Provided passage ▸

How One Woman Transformed Primary Care with a Single Question

These magic words are changing the way doctors treat women's health.

By Kelly Clarke July 13, 2015 Published in the Health Annual: Summer 2015 issue of Portland Monthly

0715 portraits 04 lnes2a

Image: Amy Martin

Would you like to become pregnant in the next year? Those 10 little words, uttered by a primary care doctor, may lower Oregon’s unplanned-pregnancy rate (currently approaching 50 percent), help moms deliver healthier babies, and stir up a sea change in women’s health care throughout the nation. 

After touring hospitals and clinics across the state in 2009, Michele Stranger Hunter was shocked to find that most primary care docs never talk about family planning with patients. “I was like, What?!” says the executive director of the Oregon Foundation for Reproductive Health and NARAL Pro-Choice Oregon. “I didn’t handle the news very well.”

So she and her colleagues began crafting a direct, nonjudgmental question that every doctor could use, designed specifically to spur conversations about reproductive health between primary care physicians and patients. (Poor women and women in rural areas often lack access to ob-gyns or family planning clinics, where the question would be more likely to come up naturally.) “It supports women who want to be pregnant, and those who don’t,” Stranger Hunter explains. “It’s common sense. Just ask the woman what she wants, and provide services based on her response.” 

A few years after this initial insight, the medical community is abuzz with Stranger Hunter’s One Key Question project. “This is the first new idea I’ve heard in preconception health ... ever,” says Deborah Allen, director of Boston’s Bureau of Child, Adolescent, and Family Health. Allen’s department is currently rolling out OKQ among families involved in the city’s Healthy Start program, as well as mounting a massive education campaign built around the initiative. 

In Oregon, 15 clinics and provider networks use the program. The feedback from Healthy Start and WIC providers in Southern Oregon is that the wording, which shifts the focus from long-term planning to immediate desires, strikes a chord with patients who have little control over their lives due to poverty or abuse. So far, providers in 14 other states have adopted the strategy.

Activities ▸
1. Using the article on the One Key Question project, explain in one to three sentences why the question was aimed at primary care physicians.
2. Please reproduce the part of the article that opens with the words containing "Would you like" and closes with "throughout the nation.".
3. Summarize the article in two sentences.

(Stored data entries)
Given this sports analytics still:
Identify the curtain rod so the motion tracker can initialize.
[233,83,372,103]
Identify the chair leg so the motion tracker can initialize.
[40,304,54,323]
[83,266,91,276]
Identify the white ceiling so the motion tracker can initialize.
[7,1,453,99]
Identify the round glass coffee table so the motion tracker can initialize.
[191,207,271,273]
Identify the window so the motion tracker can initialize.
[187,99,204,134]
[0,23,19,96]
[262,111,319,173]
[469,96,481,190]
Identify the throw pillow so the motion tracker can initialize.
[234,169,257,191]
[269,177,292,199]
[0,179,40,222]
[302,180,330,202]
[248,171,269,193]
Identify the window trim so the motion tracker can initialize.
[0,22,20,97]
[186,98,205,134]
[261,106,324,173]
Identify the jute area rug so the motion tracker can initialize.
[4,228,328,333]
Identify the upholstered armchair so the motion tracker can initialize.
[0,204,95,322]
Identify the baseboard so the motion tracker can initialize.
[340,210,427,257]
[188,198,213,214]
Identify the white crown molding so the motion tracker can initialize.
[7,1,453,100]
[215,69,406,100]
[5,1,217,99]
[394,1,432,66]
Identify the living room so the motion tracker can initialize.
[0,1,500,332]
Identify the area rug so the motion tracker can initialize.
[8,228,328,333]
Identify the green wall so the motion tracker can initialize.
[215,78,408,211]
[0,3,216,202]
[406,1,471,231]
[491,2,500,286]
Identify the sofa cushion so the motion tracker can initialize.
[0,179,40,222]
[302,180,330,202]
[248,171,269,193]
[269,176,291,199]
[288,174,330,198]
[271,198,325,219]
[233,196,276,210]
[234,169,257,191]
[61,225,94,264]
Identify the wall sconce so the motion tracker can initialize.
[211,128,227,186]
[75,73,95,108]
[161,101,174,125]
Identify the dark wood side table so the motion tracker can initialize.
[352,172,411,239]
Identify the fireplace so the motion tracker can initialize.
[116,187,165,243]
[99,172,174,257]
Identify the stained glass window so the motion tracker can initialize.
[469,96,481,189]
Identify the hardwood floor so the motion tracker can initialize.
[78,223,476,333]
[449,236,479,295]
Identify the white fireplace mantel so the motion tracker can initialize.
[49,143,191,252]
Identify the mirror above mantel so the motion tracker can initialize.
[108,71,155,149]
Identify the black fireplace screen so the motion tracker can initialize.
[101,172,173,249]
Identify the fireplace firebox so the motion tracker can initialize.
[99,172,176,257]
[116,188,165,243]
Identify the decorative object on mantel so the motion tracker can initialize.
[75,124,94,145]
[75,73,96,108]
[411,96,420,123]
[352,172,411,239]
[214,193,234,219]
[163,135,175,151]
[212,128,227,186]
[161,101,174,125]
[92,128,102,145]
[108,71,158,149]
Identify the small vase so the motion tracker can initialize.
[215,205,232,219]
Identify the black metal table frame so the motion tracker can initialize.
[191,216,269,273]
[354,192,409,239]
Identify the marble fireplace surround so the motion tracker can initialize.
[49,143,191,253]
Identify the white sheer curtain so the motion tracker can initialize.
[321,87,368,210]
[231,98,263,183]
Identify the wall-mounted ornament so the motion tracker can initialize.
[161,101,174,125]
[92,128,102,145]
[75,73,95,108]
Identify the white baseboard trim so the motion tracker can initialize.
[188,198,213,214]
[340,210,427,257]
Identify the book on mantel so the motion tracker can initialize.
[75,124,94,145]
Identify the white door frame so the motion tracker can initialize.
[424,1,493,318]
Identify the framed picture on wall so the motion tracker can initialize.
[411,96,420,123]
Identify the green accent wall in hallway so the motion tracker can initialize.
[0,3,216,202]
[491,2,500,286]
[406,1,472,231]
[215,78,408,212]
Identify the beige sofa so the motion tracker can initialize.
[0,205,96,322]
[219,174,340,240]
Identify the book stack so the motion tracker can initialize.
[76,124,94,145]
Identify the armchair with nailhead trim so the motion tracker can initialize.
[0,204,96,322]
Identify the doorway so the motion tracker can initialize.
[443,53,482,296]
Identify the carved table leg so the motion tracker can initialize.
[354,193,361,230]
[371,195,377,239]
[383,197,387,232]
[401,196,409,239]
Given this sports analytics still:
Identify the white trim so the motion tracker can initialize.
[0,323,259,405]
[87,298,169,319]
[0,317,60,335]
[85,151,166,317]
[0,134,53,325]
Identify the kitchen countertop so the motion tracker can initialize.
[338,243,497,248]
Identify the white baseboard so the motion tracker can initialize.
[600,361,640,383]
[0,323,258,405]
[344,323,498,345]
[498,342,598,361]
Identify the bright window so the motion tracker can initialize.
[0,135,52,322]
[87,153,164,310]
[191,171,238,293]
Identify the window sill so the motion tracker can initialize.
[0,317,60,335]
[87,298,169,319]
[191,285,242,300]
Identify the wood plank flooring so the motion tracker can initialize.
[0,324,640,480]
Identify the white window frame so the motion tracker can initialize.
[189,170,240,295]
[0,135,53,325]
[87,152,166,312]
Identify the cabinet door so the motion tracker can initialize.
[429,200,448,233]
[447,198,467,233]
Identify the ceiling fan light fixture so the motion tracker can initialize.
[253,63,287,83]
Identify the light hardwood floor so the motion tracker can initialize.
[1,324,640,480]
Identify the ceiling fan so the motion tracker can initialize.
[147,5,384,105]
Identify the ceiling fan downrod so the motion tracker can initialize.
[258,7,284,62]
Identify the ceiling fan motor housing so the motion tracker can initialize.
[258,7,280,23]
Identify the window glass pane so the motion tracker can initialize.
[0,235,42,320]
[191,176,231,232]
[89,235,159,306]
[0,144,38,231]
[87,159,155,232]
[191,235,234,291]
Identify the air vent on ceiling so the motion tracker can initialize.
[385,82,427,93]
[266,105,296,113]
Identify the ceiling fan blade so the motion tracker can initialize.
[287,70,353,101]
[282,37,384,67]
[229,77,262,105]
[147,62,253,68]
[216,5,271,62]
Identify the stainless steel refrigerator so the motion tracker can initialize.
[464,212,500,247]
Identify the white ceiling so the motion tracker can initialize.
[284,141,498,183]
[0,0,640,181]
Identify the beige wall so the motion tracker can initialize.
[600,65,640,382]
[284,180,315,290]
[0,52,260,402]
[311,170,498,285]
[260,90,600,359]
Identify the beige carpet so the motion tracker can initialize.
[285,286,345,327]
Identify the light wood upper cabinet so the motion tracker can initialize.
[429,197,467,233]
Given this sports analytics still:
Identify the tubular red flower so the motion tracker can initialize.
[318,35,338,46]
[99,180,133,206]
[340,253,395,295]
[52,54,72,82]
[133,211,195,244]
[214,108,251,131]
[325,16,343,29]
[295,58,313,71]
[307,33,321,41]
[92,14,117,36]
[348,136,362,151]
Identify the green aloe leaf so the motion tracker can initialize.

Answers to the tasks ▸
1. Poor women and women in rural areas often lack access to ob-gyns or family planning clinics, where the question would be more likely to come up naturally. A question that any primary care doctor could ask would reach those patients.

2.
Would you like to become pregnant in the next year? Those 10 little words, uttered by a primary care doctor, may lower Oregon’s unplanned-pregnancy rate (currently approaching 50 percent), help moms deliver healthier babies, and stir up a sea change in women’s health care throughout the nation.

3. After learning in 2009 that most primary care doctors never discuss family planning with patients, Michele Stranger Hunter and her colleagues created the One Key Question, "Would you like to become pregnant in the next year?", to start conversations about reproductive health. The project is now used by 15 clinics and provider networks in Oregon, by Boston's Healthy Start program and by providers in 14 other states.